Stored data:
◆ ◆ ◆

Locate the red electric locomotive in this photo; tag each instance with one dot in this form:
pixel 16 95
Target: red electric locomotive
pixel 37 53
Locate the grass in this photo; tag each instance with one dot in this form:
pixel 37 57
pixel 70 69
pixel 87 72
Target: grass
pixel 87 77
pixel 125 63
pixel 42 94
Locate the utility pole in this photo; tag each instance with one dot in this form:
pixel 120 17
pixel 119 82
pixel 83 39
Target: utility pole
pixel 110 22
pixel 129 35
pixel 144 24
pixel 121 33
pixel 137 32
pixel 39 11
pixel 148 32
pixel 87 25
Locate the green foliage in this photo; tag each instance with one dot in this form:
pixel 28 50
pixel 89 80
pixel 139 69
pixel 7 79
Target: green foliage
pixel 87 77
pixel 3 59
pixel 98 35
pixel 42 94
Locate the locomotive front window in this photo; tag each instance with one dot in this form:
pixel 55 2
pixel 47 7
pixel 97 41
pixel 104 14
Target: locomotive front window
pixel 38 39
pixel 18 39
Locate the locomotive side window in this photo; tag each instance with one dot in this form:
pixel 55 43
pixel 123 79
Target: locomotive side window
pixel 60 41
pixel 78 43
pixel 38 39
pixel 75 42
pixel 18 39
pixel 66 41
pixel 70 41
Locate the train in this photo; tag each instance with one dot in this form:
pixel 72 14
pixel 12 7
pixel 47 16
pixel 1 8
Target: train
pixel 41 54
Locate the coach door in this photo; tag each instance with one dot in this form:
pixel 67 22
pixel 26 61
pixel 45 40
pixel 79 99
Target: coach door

◆ ◆ ◆

→ **EXERCISE PROMPT**:
Reproduce the data in full, exactly as presented.

→ **EXPECTED ANSWER**:
Locate the red electric locomotive in this photo; tag each instance with one dot in this form:
pixel 16 95
Target: red electric locomotive
pixel 37 53
Locate the grass in this photo; tag each instance with one dot in this form:
pixel 37 57
pixel 70 69
pixel 87 72
Target: grass
pixel 87 77
pixel 125 63
pixel 42 94
Locate the utility pole in this photo; tag each instance with one dot in this form:
pixel 120 17
pixel 119 82
pixel 83 39
Target: utility pole
pixel 110 22
pixel 129 35
pixel 144 24
pixel 121 33
pixel 137 32
pixel 39 11
pixel 148 32
pixel 87 25
Locate the green foliage in this photo; tag each instance with one dot in this form:
pixel 28 50
pixel 89 80
pixel 139 69
pixel 7 79
Target: green foliage
pixel 87 77
pixel 3 59
pixel 98 35
pixel 42 94
Locate the locomotive front window in this photo; tag each instance with one dot in this form:
pixel 55 2
pixel 47 7
pixel 97 41
pixel 104 14
Target: locomotive front window
pixel 38 39
pixel 18 39
Locate the locomotive side window in this photo; tag each instance with one dot in this form:
pixel 55 43
pixel 123 79
Target: locomotive side window
pixel 60 41
pixel 78 43
pixel 38 39
pixel 75 42
pixel 18 39
pixel 66 41
pixel 70 41
Locate the train in this photo; tag each instance with one dot in this form:
pixel 72 14
pixel 12 7
pixel 47 16
pixel 1 8
Target: train
pixel 41 54
Locate the coach door in this photo; tag each instance with one dot in this form:
pixel 67 22
pixel 26 61
pixel 45 40
pixel 79 99
Target: coach door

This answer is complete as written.